* [DOCUMENT]:
— begin —
To go from the shower to runway-ready in anything less than an hour should be declared an art. But the six teams in the SFFMA’s recent Beauty Expo Style Competition had just 30 minutes to create high-drama looks.

When the time was up, Sophia Guerra and Kelli Eng from Rockridge’s Lucero Hair Salon took home a cash prize with their Japanese street style-inspired look, complete with origami paper cranes they folded on the ride over.

The competition was just one element of the four-hour event from the San Francisco Fashion Merchants Alliance. Hosted by Pigment Cosmetics on Saturday, May 28, the evening also included opportunities to connect with local fashion bloggers and attend a model boot-camp session with veteran model coach Charleston Pierce.

Video by Lindsay Harte

Meet Pigment Cosmetics Founder Manhal Mansour

Manhal Mansour

Behind the runway looks of painted faces and spritzed ’dos in Bay Area fashion shows such as Snow II, San Francisco Fashion Week, and this year’s Charity Fashion Show is Pigment Cosmetics founder and CEO Manhal Mansour.
— end —
* [DATA SECTION]:
— begin —
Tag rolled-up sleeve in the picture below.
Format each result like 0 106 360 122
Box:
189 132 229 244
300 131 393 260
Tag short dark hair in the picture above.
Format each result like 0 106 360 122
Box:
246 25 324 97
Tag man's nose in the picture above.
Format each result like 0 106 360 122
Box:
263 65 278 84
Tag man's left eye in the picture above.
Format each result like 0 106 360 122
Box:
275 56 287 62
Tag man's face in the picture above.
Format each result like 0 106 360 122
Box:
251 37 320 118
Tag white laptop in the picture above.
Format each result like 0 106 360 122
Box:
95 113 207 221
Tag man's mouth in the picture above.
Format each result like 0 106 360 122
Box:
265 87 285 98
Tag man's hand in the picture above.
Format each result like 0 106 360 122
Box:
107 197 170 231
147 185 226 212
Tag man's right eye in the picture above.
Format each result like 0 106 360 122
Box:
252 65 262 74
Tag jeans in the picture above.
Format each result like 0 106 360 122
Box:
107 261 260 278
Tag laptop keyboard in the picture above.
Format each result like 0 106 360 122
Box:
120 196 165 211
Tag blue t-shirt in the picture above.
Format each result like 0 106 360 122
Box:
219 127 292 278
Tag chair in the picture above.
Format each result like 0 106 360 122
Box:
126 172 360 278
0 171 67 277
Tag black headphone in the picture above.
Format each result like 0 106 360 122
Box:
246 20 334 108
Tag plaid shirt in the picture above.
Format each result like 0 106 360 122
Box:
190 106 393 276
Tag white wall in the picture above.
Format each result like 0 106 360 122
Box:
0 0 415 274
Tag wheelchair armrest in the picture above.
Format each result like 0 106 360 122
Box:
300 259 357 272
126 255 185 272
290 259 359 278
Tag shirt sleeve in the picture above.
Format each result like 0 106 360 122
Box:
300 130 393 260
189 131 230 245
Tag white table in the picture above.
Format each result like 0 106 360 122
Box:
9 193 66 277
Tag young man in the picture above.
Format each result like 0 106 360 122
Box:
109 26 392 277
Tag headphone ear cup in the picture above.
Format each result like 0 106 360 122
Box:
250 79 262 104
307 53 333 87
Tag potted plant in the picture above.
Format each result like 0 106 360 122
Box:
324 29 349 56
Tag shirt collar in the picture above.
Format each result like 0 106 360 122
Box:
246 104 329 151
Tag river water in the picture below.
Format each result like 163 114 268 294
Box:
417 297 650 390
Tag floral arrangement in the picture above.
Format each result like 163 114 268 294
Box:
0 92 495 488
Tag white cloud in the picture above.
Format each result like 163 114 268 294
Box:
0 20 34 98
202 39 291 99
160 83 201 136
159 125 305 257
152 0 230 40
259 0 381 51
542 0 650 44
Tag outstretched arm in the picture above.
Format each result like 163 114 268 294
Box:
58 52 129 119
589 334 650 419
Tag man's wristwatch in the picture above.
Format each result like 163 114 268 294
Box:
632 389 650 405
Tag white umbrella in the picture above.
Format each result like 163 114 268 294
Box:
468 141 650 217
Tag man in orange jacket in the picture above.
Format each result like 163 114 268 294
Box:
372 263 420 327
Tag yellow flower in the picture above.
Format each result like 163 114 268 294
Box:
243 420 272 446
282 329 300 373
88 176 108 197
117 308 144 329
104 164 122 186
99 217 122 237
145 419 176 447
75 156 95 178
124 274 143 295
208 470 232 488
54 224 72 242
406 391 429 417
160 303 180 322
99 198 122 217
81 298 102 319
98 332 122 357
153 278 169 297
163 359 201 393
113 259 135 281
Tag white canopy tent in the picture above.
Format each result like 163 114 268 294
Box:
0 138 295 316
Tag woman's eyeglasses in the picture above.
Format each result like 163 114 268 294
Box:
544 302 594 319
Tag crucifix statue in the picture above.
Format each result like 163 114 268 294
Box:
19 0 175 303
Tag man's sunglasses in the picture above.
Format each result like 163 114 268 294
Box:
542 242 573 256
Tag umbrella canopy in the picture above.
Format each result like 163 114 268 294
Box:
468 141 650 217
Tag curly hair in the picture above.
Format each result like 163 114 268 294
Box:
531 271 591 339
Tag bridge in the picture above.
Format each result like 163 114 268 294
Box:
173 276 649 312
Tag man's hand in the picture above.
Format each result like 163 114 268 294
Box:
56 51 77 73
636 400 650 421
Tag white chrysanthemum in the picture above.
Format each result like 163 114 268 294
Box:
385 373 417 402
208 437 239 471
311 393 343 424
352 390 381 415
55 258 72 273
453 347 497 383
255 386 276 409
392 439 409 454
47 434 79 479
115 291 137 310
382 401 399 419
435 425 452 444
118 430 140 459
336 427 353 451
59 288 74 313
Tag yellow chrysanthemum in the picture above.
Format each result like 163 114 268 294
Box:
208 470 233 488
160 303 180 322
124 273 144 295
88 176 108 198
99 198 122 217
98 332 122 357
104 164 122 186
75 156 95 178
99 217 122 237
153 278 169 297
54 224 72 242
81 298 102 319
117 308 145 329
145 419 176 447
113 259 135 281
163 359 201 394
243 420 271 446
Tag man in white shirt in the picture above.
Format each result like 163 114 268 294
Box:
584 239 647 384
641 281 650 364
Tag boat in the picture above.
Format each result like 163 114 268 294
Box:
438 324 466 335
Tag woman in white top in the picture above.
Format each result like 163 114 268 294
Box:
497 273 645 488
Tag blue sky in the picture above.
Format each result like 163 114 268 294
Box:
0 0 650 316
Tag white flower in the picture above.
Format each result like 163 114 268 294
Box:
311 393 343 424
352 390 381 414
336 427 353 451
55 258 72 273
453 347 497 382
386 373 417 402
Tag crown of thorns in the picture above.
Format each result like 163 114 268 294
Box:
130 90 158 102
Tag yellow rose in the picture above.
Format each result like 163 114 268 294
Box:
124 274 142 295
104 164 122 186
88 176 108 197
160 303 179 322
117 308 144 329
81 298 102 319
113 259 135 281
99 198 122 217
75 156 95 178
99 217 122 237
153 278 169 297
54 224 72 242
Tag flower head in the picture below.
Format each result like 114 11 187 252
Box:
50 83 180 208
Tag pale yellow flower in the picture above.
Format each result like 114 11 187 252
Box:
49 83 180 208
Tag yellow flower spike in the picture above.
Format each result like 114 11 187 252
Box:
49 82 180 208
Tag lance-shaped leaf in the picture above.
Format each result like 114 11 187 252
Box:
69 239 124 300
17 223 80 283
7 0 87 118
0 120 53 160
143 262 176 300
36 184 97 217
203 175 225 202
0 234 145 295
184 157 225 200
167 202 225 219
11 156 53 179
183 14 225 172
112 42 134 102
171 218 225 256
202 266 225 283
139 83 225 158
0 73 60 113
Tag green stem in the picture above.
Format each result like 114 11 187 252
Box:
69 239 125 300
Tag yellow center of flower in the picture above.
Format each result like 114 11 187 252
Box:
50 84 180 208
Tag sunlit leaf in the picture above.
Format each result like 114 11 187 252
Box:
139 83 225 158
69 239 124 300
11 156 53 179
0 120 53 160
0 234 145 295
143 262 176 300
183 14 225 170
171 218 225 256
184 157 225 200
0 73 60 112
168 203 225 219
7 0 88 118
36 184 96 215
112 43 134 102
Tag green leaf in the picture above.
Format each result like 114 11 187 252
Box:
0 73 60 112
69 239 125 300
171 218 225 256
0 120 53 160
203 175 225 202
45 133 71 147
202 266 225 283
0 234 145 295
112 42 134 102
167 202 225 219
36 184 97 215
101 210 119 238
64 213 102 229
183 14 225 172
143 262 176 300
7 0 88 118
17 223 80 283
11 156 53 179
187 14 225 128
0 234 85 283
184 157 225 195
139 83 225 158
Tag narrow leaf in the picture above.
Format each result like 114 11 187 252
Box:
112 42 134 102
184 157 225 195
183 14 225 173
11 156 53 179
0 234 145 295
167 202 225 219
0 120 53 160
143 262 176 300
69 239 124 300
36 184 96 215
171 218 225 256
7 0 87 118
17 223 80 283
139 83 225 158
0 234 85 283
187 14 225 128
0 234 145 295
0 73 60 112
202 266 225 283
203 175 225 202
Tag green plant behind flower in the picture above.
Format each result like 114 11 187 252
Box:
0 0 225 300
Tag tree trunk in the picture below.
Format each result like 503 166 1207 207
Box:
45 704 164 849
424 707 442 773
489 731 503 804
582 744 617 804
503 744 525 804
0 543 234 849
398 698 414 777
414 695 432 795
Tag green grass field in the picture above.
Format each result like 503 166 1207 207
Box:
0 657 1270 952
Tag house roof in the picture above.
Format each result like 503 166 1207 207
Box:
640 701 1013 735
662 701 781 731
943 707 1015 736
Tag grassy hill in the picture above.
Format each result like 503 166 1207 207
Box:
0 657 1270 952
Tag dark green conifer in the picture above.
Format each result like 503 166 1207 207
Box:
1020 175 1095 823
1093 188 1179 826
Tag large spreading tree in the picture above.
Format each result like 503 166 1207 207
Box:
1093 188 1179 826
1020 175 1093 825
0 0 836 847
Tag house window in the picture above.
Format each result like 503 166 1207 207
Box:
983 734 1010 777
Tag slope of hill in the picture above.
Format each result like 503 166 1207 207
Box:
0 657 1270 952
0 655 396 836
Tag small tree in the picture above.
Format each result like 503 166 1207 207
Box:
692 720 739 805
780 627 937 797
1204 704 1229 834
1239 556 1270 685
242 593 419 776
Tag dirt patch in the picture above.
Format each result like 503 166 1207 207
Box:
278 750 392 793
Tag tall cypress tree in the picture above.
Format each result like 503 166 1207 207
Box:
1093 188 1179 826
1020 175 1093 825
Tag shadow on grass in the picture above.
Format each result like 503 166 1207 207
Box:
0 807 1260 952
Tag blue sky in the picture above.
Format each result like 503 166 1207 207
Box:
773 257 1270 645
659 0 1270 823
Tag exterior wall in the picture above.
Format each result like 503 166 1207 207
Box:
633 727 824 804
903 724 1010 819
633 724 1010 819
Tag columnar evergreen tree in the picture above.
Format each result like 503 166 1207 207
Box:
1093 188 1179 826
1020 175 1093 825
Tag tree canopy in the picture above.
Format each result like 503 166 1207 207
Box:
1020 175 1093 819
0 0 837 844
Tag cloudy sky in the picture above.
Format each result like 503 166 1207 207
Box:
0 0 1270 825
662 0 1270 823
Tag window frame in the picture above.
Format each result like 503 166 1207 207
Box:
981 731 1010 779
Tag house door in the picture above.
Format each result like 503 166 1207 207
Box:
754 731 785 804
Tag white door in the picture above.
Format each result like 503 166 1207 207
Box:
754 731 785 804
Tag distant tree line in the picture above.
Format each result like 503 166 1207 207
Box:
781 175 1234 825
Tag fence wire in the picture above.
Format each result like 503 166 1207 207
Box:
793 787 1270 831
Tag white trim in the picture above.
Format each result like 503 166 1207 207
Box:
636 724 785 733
— end —
* [PROBLEM SET]:
**a)** According to the Beauty Expo Style Competition article, which salon did the winning team come from?
**b)** Continue the Beauty Expo Style Competition article, picking up after its final sentence.

* [OUTPUTS IN ORDER]:
**a)** Lucero Hair Salon in Rockridge.

**b)**
And while Pigment Cosmetics and its line of fashion-driven beauty products are constants when it comes to San Francisco fashion events and photo shoots, they’re not just for industry insiders. Anyone can stop by the white-walled downtown location for makeup lessons and a touch of color. Mansour also opens Pigment’s doors to the Bay Area fashion community as a hub for local fashion shows, networking events and collaborative projects.

We sat down with Mansour recently to talk about the man behind Pigment’s many makeup brushes, what goes into creating a runway look and whether San Francisco women are putting their best faces forward.

We’re familiar with your company, Pigment Cosmetics, from all the fashion shows and events we’ve attended in your downtown headquarters, but we’d like to know a little more about the man behind the company. Tell us about yourself.

I was born overseas—Kuwait, but I’m not from Kuwait, I’m Palestinian, actually—by parents who work in a completely different field. When I graduated high school, my parents sent me back here to go to school in Sacramento. I went to college, graduated with a degree in engineering—emphasis on architecture—so you can see where the art started to seep into this. Then I worked in the industry: engineering, structural, architectural field for about five, seven years.

How did you go from designing buildings to working in fashion?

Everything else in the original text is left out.